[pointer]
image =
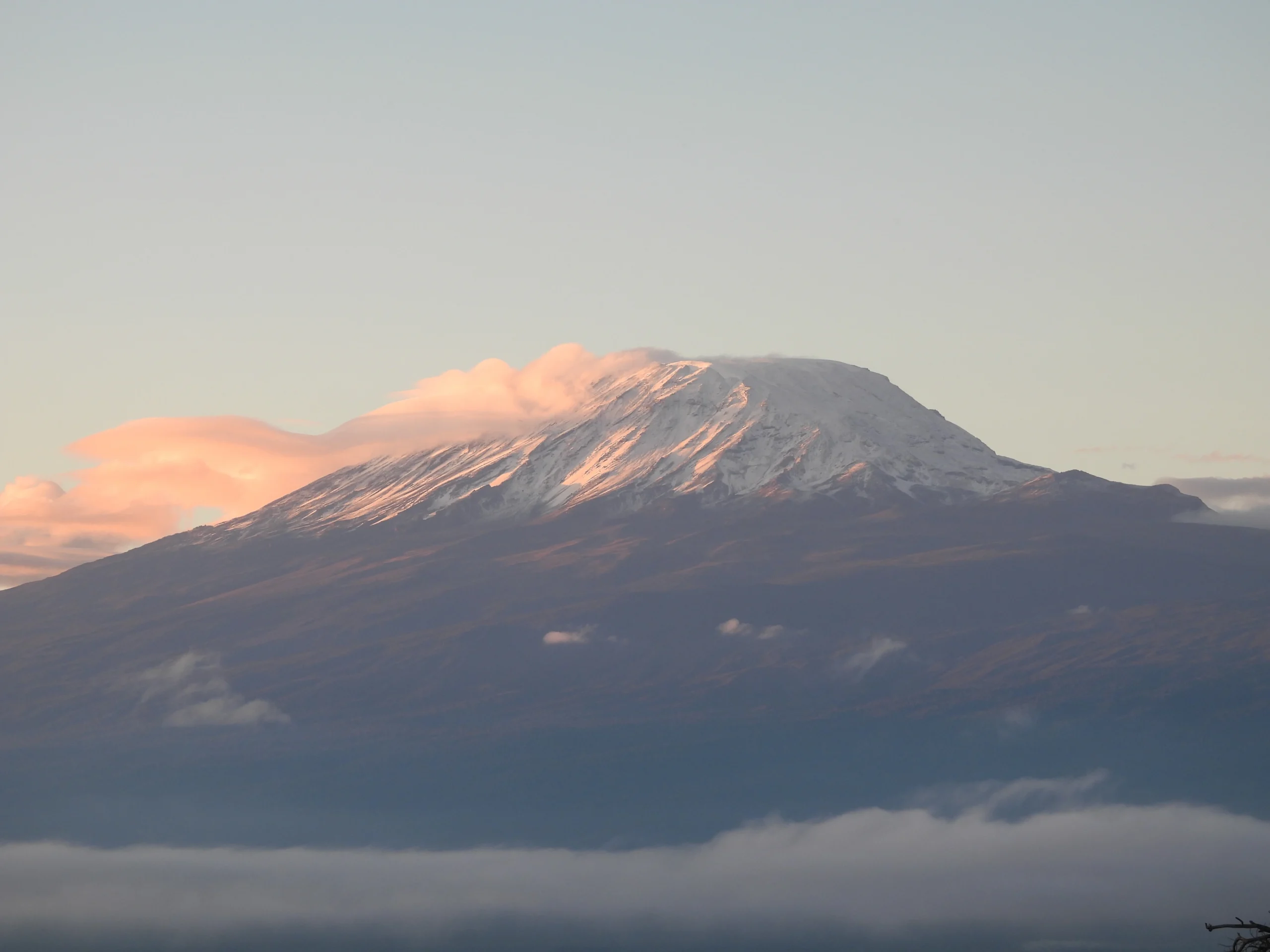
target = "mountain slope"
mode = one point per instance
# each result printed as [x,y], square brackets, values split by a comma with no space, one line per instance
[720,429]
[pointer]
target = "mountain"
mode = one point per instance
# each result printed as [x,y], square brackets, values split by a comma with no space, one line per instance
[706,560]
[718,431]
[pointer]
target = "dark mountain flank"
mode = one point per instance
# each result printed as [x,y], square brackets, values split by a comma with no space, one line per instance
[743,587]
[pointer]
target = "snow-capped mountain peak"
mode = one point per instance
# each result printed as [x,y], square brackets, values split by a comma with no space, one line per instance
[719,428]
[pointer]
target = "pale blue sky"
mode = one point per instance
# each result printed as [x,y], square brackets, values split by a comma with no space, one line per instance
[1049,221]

○ ○ ○ ○ ○

**WHAT TO WORK ON**. Collect every line of the entries above that contains the string "target".

**EXERCISE OUTPUT**.
target = "mountain slope"
target = "mountain"
target = "dark mountain flank"
target = "snow-capped mountain peak"
target = "pale blue sky"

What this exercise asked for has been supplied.